EXERCISE DETAILS: Please write out exactly the lines of the data below from the line holding "Target: eyeglasses" through the line holding "Find the brown", and leave out the rest.

STUDY MATERIAL:
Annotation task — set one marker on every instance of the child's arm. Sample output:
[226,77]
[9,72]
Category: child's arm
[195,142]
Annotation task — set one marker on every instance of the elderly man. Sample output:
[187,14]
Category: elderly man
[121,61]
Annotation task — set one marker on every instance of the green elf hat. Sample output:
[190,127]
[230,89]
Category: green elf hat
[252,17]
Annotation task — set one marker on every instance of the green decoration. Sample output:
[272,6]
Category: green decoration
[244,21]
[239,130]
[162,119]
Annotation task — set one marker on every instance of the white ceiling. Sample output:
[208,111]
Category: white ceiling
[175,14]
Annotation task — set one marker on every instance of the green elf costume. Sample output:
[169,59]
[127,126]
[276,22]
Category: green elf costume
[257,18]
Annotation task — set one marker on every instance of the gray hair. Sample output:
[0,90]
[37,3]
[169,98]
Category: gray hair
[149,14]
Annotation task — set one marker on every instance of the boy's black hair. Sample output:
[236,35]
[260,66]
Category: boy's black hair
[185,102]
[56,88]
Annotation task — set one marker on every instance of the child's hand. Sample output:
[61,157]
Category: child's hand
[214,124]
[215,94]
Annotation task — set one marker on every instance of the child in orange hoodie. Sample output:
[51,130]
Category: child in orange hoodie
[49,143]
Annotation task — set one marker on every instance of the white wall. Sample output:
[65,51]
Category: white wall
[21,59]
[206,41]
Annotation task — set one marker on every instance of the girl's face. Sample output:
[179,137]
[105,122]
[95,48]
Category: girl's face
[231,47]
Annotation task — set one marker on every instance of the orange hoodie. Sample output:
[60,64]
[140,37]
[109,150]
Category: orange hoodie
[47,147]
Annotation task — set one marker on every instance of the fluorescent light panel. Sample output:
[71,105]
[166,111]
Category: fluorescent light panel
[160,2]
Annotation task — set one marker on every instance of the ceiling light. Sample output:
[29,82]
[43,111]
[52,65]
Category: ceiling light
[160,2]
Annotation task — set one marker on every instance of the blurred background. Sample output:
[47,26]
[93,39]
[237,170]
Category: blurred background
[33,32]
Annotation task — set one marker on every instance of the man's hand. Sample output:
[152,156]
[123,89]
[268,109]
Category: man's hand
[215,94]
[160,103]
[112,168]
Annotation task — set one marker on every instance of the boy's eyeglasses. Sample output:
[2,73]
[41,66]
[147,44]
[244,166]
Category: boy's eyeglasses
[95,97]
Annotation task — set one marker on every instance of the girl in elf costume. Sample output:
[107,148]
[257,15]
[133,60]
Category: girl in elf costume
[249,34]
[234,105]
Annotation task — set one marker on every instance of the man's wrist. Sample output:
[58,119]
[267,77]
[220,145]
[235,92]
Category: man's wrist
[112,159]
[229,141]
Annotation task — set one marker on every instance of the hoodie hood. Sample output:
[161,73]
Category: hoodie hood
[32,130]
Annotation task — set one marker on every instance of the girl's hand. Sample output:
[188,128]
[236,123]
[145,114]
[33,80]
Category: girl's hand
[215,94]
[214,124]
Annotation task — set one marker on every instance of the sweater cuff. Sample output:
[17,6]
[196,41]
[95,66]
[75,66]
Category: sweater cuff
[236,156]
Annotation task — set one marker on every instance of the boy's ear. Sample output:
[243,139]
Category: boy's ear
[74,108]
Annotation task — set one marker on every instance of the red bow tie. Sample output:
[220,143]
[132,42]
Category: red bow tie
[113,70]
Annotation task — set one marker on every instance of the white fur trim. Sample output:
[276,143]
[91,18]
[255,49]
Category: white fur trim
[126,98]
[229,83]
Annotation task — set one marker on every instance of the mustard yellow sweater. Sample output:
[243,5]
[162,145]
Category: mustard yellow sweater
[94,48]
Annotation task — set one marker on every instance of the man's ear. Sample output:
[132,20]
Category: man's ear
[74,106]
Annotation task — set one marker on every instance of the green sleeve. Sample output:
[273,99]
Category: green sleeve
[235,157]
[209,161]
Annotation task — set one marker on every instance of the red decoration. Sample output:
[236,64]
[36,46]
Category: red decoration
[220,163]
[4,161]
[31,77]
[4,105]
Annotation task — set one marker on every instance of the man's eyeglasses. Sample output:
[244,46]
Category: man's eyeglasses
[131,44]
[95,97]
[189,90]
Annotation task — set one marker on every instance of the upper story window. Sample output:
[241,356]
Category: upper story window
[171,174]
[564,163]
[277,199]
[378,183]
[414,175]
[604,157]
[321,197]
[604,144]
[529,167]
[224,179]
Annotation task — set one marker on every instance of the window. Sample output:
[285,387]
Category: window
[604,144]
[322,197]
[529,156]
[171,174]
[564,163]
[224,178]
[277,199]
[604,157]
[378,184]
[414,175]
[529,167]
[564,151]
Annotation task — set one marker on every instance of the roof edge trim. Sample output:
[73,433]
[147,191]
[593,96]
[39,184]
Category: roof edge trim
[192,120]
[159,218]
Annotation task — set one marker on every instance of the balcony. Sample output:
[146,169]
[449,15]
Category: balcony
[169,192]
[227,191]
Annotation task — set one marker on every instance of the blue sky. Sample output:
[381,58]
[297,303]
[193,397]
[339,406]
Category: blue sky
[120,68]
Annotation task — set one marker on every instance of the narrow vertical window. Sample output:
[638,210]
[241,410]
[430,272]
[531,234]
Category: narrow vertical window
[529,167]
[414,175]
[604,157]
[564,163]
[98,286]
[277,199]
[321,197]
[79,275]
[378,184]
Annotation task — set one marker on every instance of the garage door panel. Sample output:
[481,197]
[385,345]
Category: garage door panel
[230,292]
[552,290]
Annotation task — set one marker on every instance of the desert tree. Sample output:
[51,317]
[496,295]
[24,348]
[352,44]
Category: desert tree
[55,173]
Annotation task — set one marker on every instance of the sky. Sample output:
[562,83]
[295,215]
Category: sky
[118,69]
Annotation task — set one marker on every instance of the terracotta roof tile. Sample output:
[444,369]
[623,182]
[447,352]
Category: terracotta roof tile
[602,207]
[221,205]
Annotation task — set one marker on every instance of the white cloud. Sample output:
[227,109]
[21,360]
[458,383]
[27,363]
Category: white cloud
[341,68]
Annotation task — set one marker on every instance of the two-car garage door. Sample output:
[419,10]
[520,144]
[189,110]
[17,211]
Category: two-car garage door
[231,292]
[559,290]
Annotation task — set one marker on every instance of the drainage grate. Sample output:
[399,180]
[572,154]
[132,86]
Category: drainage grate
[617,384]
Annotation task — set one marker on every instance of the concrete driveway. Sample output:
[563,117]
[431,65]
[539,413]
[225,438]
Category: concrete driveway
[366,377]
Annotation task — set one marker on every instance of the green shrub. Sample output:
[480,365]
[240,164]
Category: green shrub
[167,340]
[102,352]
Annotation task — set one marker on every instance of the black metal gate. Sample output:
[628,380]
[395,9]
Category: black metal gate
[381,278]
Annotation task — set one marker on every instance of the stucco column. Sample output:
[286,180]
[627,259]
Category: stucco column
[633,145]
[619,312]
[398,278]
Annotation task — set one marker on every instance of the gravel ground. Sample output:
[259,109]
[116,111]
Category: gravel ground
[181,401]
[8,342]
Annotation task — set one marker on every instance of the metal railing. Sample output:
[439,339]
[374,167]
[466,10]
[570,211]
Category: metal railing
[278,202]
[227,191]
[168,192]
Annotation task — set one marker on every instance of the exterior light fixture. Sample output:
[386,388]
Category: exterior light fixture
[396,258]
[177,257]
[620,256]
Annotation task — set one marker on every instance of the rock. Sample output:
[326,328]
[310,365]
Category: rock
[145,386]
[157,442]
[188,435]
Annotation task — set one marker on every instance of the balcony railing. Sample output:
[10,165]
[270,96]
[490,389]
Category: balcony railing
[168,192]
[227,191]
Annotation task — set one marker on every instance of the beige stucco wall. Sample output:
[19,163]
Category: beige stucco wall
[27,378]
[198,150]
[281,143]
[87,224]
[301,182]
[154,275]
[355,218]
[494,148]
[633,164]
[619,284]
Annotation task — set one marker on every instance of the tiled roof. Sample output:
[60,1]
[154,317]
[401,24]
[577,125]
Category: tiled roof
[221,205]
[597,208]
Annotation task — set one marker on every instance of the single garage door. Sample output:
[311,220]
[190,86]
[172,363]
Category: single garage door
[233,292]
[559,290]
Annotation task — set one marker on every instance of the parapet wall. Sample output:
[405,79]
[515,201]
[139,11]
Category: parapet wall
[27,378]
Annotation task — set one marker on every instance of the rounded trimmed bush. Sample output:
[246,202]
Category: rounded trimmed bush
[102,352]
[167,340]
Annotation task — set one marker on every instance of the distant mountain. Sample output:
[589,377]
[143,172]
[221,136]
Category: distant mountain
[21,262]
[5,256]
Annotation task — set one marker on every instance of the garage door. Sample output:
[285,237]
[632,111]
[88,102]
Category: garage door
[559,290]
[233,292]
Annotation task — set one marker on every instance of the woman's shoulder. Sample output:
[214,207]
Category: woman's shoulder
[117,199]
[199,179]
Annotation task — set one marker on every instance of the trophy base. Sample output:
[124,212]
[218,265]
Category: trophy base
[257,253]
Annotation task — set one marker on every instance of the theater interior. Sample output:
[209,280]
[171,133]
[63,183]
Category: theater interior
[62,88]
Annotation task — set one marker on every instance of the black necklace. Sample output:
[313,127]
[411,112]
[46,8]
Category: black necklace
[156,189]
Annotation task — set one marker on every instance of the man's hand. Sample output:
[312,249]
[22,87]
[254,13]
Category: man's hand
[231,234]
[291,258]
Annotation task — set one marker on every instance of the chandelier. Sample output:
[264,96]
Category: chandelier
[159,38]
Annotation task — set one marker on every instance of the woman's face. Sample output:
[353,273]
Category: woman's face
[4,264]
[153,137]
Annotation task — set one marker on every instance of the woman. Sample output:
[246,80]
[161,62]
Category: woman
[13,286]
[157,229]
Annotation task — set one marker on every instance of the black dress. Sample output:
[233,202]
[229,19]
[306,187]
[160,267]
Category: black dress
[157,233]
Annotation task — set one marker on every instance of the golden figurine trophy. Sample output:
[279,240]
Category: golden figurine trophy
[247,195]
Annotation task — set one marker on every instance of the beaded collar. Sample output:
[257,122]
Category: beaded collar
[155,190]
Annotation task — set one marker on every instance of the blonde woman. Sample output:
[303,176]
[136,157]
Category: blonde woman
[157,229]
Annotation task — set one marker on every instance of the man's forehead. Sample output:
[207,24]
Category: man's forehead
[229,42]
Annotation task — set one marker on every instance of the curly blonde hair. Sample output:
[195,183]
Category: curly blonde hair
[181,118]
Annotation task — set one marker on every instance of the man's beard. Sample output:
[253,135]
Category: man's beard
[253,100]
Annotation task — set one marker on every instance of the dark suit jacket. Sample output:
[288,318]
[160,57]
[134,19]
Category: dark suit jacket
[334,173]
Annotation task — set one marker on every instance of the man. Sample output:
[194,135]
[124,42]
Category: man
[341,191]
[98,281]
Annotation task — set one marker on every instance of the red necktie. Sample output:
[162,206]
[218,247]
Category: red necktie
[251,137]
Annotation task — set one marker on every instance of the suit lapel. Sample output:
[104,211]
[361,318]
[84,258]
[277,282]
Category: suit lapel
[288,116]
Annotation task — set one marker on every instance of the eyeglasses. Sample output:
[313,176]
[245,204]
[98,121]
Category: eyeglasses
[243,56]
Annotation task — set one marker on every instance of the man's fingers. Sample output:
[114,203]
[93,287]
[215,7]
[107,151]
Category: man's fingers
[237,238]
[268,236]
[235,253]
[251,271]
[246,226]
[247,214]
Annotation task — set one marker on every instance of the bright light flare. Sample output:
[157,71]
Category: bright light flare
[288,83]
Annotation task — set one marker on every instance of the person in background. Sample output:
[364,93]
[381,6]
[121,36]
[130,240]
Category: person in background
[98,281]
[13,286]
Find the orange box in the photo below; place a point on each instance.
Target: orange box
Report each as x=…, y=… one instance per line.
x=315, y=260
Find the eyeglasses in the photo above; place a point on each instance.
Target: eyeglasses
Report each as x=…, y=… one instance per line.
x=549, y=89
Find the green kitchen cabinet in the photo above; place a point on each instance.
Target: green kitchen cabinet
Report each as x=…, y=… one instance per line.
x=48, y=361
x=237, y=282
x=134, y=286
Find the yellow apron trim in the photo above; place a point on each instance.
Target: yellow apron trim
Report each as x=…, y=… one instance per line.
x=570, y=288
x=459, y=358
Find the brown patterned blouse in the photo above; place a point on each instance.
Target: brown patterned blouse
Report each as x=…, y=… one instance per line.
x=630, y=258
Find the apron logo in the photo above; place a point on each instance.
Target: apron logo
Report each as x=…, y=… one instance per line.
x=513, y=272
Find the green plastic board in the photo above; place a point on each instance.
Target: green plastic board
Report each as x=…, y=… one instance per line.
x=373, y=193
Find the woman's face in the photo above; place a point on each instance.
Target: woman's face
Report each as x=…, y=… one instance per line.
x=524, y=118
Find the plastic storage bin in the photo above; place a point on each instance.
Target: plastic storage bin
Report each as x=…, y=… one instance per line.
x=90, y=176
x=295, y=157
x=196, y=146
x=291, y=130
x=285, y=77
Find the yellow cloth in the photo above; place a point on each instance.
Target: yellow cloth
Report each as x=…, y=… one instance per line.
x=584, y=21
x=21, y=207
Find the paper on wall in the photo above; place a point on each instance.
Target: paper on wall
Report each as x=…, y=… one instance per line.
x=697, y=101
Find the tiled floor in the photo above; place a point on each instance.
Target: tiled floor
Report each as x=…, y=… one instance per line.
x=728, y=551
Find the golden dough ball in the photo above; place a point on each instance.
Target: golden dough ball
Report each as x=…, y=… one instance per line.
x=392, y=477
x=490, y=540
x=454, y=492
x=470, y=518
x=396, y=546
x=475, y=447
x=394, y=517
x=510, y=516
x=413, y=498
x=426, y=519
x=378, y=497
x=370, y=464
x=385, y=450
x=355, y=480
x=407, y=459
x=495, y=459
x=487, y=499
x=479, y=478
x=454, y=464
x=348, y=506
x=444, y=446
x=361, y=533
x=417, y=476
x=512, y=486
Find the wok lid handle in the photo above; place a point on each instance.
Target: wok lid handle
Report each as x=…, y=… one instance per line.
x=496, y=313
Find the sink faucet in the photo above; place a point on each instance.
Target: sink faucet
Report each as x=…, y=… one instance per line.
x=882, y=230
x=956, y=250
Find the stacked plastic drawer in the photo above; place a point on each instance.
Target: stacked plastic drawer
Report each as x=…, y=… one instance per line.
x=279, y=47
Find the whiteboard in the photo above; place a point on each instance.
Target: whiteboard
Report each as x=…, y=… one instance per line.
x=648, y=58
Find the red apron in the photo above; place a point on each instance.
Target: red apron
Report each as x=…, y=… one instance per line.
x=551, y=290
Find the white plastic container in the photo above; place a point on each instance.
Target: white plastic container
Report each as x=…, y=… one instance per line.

EXERCISE OUTPUT:
Target: eyeglasses
Report each as x=…, y=… one instance per line.
x=549, y=89
Find the green kitchen cabinet in the photo above; place a point on each instance.
Target: green kitchen cabinet
Report each as x=…, y=… one instance per line.
x=48, y=361
x=237, y=282
x=134, y=286
Find the yellow apron trim in the photo above; place a point on each instance.
Target: yellow apron trim
Report each as x=…, y=… one instance per line.
x=570, y=288
x=459, y=358
Find the brown patterned blouse in the photo above; place a point on each instance.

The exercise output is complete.